» What is required: Copy the lines that follow, keeping every character the same.

#### Extracted information

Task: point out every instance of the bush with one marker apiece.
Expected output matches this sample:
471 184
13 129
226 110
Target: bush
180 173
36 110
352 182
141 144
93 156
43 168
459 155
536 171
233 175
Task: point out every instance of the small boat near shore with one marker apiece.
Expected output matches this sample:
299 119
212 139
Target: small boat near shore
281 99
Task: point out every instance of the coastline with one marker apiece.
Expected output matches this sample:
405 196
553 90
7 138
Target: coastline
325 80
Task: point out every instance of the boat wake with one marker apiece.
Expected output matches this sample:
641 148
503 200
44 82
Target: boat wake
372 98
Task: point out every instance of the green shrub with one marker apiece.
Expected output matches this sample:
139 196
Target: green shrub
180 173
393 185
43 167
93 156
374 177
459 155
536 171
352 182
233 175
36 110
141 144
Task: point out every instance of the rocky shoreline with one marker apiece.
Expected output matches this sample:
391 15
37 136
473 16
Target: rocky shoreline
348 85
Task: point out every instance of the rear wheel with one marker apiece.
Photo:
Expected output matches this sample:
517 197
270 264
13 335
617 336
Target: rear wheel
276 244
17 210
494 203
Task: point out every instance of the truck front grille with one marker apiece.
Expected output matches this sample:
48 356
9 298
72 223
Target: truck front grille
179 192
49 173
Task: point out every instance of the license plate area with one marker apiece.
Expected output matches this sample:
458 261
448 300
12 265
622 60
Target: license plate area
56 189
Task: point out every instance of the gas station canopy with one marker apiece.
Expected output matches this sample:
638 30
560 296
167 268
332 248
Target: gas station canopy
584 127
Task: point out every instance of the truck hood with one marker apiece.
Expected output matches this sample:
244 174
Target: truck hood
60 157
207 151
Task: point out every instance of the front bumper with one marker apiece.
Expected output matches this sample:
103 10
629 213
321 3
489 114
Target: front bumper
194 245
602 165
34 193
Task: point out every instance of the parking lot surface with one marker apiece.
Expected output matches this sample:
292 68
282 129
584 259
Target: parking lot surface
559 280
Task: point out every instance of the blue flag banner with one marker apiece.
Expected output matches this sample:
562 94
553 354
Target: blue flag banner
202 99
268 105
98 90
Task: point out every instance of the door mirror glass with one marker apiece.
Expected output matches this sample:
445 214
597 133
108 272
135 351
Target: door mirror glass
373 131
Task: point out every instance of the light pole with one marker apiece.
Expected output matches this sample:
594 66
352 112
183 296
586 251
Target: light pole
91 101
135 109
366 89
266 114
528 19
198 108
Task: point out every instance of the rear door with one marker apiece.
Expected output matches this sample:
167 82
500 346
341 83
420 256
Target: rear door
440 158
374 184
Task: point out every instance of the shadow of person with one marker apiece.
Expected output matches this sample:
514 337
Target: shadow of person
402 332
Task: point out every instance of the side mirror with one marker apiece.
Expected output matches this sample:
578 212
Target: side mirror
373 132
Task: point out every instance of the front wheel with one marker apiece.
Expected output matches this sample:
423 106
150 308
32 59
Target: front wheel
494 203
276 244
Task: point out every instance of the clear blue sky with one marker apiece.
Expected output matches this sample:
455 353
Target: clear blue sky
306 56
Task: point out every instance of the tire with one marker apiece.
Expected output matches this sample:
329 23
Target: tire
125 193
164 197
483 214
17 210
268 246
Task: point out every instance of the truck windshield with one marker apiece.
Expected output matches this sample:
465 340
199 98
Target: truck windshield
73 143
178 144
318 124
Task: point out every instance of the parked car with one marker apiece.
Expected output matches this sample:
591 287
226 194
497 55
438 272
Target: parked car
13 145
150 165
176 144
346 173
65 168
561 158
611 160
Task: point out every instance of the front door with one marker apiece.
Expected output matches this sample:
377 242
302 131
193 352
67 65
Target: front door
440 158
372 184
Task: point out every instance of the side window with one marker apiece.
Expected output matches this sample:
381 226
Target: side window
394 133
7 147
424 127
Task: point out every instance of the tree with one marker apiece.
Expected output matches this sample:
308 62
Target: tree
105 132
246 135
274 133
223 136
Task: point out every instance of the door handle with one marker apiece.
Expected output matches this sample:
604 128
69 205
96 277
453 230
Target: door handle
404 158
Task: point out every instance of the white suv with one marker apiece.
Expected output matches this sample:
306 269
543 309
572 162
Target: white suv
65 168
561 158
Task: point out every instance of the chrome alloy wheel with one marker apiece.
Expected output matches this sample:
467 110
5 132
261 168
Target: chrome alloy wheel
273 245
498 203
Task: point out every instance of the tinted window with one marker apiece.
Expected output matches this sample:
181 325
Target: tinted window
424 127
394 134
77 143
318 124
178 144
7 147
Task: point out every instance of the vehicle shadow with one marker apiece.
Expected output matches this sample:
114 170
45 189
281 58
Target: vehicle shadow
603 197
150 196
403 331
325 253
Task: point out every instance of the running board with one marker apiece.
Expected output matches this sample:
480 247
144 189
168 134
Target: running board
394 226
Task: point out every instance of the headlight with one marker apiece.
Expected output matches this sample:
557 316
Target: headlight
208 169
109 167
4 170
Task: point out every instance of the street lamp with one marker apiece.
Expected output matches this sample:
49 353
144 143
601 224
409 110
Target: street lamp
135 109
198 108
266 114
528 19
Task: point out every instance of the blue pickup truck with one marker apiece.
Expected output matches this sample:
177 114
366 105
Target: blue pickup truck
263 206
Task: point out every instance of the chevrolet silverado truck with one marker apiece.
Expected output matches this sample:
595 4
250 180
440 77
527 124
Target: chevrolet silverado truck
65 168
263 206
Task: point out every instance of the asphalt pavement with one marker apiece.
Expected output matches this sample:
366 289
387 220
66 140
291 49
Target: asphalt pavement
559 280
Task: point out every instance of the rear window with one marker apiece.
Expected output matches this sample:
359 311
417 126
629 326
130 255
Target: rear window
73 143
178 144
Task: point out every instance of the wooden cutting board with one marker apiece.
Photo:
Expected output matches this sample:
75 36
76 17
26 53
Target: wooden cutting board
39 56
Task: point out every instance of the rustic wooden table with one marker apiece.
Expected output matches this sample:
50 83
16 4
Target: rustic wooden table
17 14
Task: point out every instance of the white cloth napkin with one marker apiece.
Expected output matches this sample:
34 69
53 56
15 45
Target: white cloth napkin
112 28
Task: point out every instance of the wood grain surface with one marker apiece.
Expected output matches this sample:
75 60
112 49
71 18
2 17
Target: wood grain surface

########

» Exercise answer:
Task: point out every instance of the bush with one marker apiece.
Expected output matches this sample:
471 184
13 129
226 110
Target: bush
180 173
36 110
352 182
141 144
93 156
43 168
459 155
536 171
233 175
Task: point out every instance of the small boat near shore with one marker apiece.
Expected output matches this sample:
299 119
212 139
Target: small boat near shore
281 99
Task: point out every instance of the coastline with one marker apiece.
Expected output matches this sample:
405 196
553 90
7 138
Target: coastline
325 80
Task: point out every instance of the boat wake with one marker apiece.
Expected output matches this sample:
641 148
503 200
44 82
Target: boat wake
372 98
Task: point out every instance of the green shrub with one marker apiece.
Expected output matches this sample:
139 196
Target: green shrub
180 173
393 185
43 167
93 156
374 177
459 155
536 171
352 182
233 175
36 110
141 144
Task: point out every instance of the rocky shoreline with one marker apiece.
Expected output matches this sample:
391 15
37 136
473 16
Target: rocky shoreline
348 85
Task: point out every instance of the rear wheel with one marker apiece.
Photo:
Expected output matches this sample:
517 197
270 264
13 335
617 336
Target: rear wheel
276 244
17 210
494 203
Task: point out every instance of the truck front grille with one marker apiece.
Expected output matches this sample:
48 356
9 298
72 223
Target: truck front grille
179 192
49 173
Task: point out every instance of the license plate area with one marker apiece.
Expected output matches this sample:
458 261
448 300
12 265
622 60
Target: license plate area
56 189
Task: point out every instance of the gas station canopy with one marker apiece.
Expected output matches this sample:
638 30
560 296
167 268
332 248
Target: gas station canopy
584 127
Task: point out every instance of the truck hood with one marker apiece.
Expected output matches this sample:
244 174
Target: truck hood
60 157
207 151
Task: point out every instance of the front bumper with one marker apiece.
Expected output matches this sample:
103 10
629 213
321 3
489 114
Target: front bumper
194 245
602 165
34 193
Task: point out every instance of the parking lot surface with one marker apiece.
Expected output matches this sample:
292 68
282 129
584 259
Target: parking lot surface
559 280
Task: point out every instance of the blue flag banner with one marker apiece.
Expected output matches this sample:
562 94
553 354
Target: blue flag banner
202 99
268 105
98 90
Task: point out every instance of the door mirror glass with one marker apiece.
Expected output matches this sample:
445 214
597 133
108 272
135 351
Target: door mirror glass
373 131
Task: point out every instance of the light pole with one marker apiece.
Expected output matches this sample:
594 66
352 112
183 296
586 251
Target: light pole
91 101
135 109
366 89
266 114
528 19
198 108
Task: point out every instance of the rear door with one marker apiece.
Expected output matches this sample:
167 82
500 346
341 83
420 256
Target: rear door
440 158
374 184
Task: point out every instance of the shadow of person with one marker apiece.
Expected output matches this sample:
514 337
Target: shadow of person
402 332
Task: point out every instance of the side mirror with one marker apiece.
Expected output matches this sample:
578 212
Target: side mirror
373 132
Task: point out every instance of the front wheel with one marker apiece.
Expected output matches this sample:
423 106
150 308
32 59
Target: front wheel
494 203
276 244
Task: point out every instance of the clear blue sky with one marker apiece.
Expected output matches this sample:
455 353
Target: clear blue sky
306 56
Task: point out every instance of the tire with one marker apiece.
Expected output matches this sample:
329 23
Target: tire
125 193
164 197
483 214
17 210
268 246
Task: point out every instance of the truck windshield with one marker apiece.
Expected output matches this sample:
465 340
199 98
Target: truck windshield
73 143
178 144
318 124
Task: point out every instance of the parked car with one marker apiece.
Expected output matches this sample:
591 287
226 194
497 55
438 272
Target: parked car
13 145
150 165
176 144
346 173
65 168
561 158
611 160
Task: point out every instance of the front door with one marker apiece.
Expected output matches this sample:
377 242
302 131
193 352
67 65
Target: front door
440 158
372 184
Task: point out every instance of the side window with one marker apiece.
Expected output matches this sample:
381 226
Target: side window
394 133
7 147
424 127
Task: point out every instance of the tree with one marker apiece.
Expected output matches this sample:
308 62
Target: tree
105 132
246 135
274 133
223 136
Task: point out every instance of the door handle with one marker apiece.
Expected output matches this sample:
604 128
69 205
96 277
453 230
Target: door handle
404 158
Task: point out every instance of the white suv with one marker apiece.
Expected output matches this sample:
306 269
543 309
572 162
Target: white suv
65 168
561 158
Task: point out every instance of the chrome alloy wheel with one marker apiece.
Expected output matches this sample:
467 110
5 132
261 168
Target: chrome alloy wheel
273 245
498 203
Task: point out every instance of the tinted window with one marker apiece.
Expected output matches this sample:
181 325
Target: tinted window
424 127
394 134
77 143
318 124
178 144
7 147
Task: point out every instance of the vehicle shadow with one marker apiece.
Expected output matches this sample:
114 170
45 189
281 58
Target: vehicle shadow
603 197
150 196
403 331
325 253
Task: point out every instance of the running board with one marker apiece.
Expected output matches this sample:
480 247
144 189
168 134
Target: running board
394 226
Task: point out every instance of the headlight with one marker apiece.
Expected output matches this sample:
557 316
Target: headlight
208 169
109 167
4 170
Task: point out every instance of the street lamp with one marker apiece.
Expected output matches this sample:
49 353
144 143
601 224
409 110
Target: street lamp
135 109
198 108
266 114
528 19
Task: point out every instance of the blue pickup truck with one marker apiece.
Expected output matches this sample:
177 114
366 105
Target: blue pickup truck
263 206
Task: point out every instance of the chevrolet silverado truck with one marker apiece.
Expected output matches this sample:
595 4
250 180
440 77
527 124
Target: chevrolet silverado truck
65 168
263 206
Task: point out every instance of the asphalt pavement with one marker apiece.
Expected output matches this sample:
366 289
387 220
66 140
291 49
Target: asphalt pavement
559 280
Task: point out every instance of the rear window with one marker apiece.
Expected output matches this sample:
359 311
417 126
629 326
130 255
Target: rear window
73 143
178 144
Task: point out every instance of the wooden cutting board with one marker apiece.
Photo:
Expected output matches this sample:
75 36
76 17
26 53
Target: wooden cutting board
39 56
Task: point out every instance of the rustic wooden table with one marker apiece.
Expected output matches this sample:
50 83
16 4
Target: rustic wooden table
17 14
Task: point out every instance of the white cloth napkin with one marker apiece.
Expected output matches this sample:
34 69
53 56
15 45
Target: white cloth napkin
112 28
Task: point out every instance of the wood grain surface with one marker apiece.
Expected output matches this sample:
75 60
112 49
71 18
2 17
Target: wood grain surface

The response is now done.